:: Reading passage
Rust embedders can register their own plugins by implementing the slokit::spec::plugin::SliPlugin trait on a SliPluginRegistry and passing the registry through the _with entry points (Spec::validate_with, SloSpec::to_sli_with, Spec::lint_with) and GenerateOptions::plugins; see the slokit::spec::plugin module docs for a worked example. External plugin definition files (YAML/WASM) are deliberately out of scope for 0.9.

Editor integration (JSON Schema)

The spec format ships as a JSON Schema (draft 2020-12) at schema/slokit-spec.schema.json, covering the sloth-compatible shape and every slokit extension (period, the latency SLI, sli.plugin, alerting.windows). Wiring it into your editor gives autocomplete, hover docs, and inline validation while you type. The schema encodes structural rules only; slokit validate stays authoritative for cross-field semantics it cannot express (duplicate SLO names, short shorter than long in custom windows, plugin id resolution, quote balance in latency selectors, and so on).

Get the schema without cloning the repo:

slokit schema                                # print to stdout
slokit schema -o slokit-spec.schema.json     # write to a file

or reference it by raw GitHub URL (substitute a release tag for main to pin a version):

https://raw.githubusercontent.com/rodmen07/slokit/main/schema/slokit-spec.schema.json
https://raw.githubusercontent.com/rodmen07/slokit/<tag>/schema/slokit-spec.schema.json

VS Code (the YAML extension, powered by yaml-language-server), in settings.json:

{
  "yaml.schemas": {
    "https://raw.githubusercontent.com/rodmen07/slokit/main/schema/slokit-spec.schema.json": [
      "slos.yaml",
      "slos/*.yaml"
    ]
  }
}

Any editor running yaml-language-server (Neovim, Helix, Zed, ...): add a modeline at the top of the spec file itself:

# yaml-language-server: $schema=https://raw.githubusercontent.com/rodmen07/slokit/main/schema/slokit-spec.schema.json
version: "prometheus/v1"
service: myservice
slos: [...]

Library

The core has no serialization or CLI dependencies:

use slokit::{Objective, Slo, BurnRate, Window};

let slo = Slo::new(Objective::percent(99.9).unwrap(), Window::days(30));

// With a million events, 0.1% may fail: ~1,000 allowed failures.
let budget = slo.error_budget(1_000_000.0);
assert!((budget.allowed_bad_events() - 1_000.0).abs() < 1e-6);

// A sustained 1% error rate is a 10x burn against a 99.9% objective.
let burn = BurnRate::from_error_ratio(0.01, &slo);
assert!((burn.value() - 10.0).abs() < 1e-9);

Generation lives behind the default spec feature:

use slokit::spec::Spec;
use slokit::generate::generate_rules;

let spec = Spec::from_path("slos.yaml")?;
let ruleset = generate_rules(&spec)?;
println!("{}", ruleset.to_prometheus_yaml()?);
# Ok::<(), slokit::SlokitError>(())
::::
**Problems:**
**a)** In the slokit documentation, which draft of JSON Schema is the spec schema written in?
**b)** Carry on writing the slokit documentation from the point where it stops.
The records that come next play no part in this.
:: Material provided
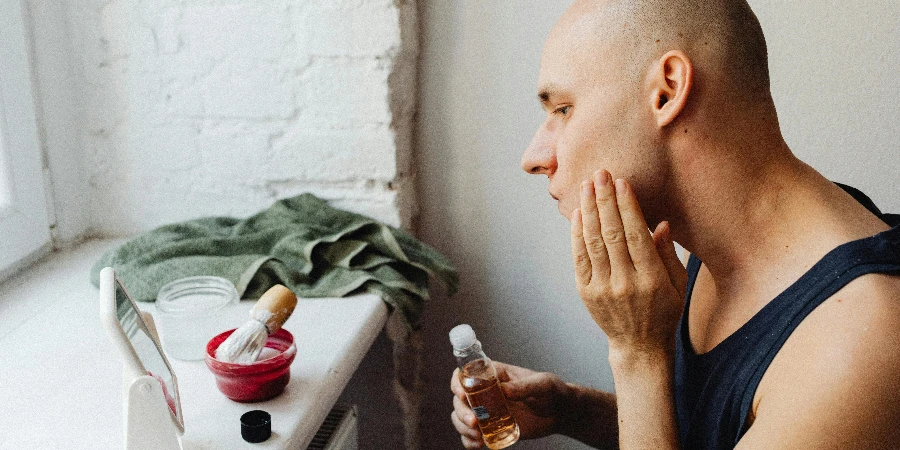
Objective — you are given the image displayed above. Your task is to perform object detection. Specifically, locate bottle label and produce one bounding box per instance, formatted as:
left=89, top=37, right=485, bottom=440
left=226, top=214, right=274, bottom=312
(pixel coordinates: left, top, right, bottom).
left=472, top=406, right=491, bottom=420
::::
**Outputs for the tasks:**
**a)** Draft 2020-12.

**b)**
Feature flags

Feature	Default	Pulls in	Enables
`cli`	yes	`clap`, `anyhow`, `spec`, `check`, `dashboard`	the `slokit` binary
`spec`	yes	`serde`, `serde_norway`	spec parsing and rule generation
`check`	yes	`reqwest`, `serde_json`	live Prometheus querying (`PrometheusClient`, `check_spec`)
`dashboard`	yes	`serde_json`	Grafana dashboard generation (`dashboard_json`)

For the lean math-only core: slokit = { version = "0.12", default-features = false }.

The MWMBR model

slokit implements the burn-rate alerting from the Google SRE Workbook. For a 30-day SLO period:

Severity	Long window	Short window	Burn rate	Budget consumed
Page	1h	5m	14.4	2%
Page	6h	30m	6	5%
Ticket	1d	2h	3	10%
Ticket	3d	6h	1	10%

Period-aware windows

The table above is calibrated for a 30-day period. When an SLO uses a different period, slokit scales every lookback window proportionally (rounded to whole minutes, never below 1m) while keeping the burn-rate factors, so each condition still fires after consuming the same fraction of the budget. A 90d SLO pages on 3h/15m and 18h/90m windows, and tickets on 3d/6h and 9d/18h.

Pass --no-period-scaling to slokit generate (or set GenerateOptions::period_aware = false) to use the 30d table verbatim for every SLO.

Custom burn-rate windows

Per SLO, alerting.windows (a slokit extension) replaces the default table entirely:

alerting:
  labels: { team: platform }
  windows:
    - severity: page      # `page` or `ticket`
      long: 30m
      short: 5m
      factor: 10          # burn-rate multiplier that fires this condition
    - severity: ticket
      long: 12h
      short: 1h
      factor: 2

Recording rules, the Grafana dashboard's SLI panel, and the current-burn-rate metadata rule all follow the effective windows, so the generated rule set stays self-consistent. slokit lint warns when custom windows leave an enabled severity with no conditions (NO_SEVERITY_WINDOWS) or outgrow the SLO period (PERIOD_TOO_SHORT).

Stability and MSRV

The minimum supported Rust version is 1.82 (declared in Cargo.toml and enforced by a dedicated CI job). The semver contract for the 1.x line is written down in docs/SEMVER.md: what the public API covers, byte-stability of generated rules within a minor line, spec format and JSON Schema growth rules (tag-pinned schema URLs never change), the MSRV bump policy (minor version, announced in the CHANGELOG), and what is explicitly not covered (message wording, Debug output, human-readable CLI text).

Most public enums and structs are #[non_exhaustive] so the API can grow without breaking changes: use a wildcard arm when matching, and build values with the provided constructors or Default instead of struct literals. 0.12.0 was the deliberate final breaking-change window before the 1.0.0 freeze.

License

Licensed under either of Apache-2.0 or MIT at your option.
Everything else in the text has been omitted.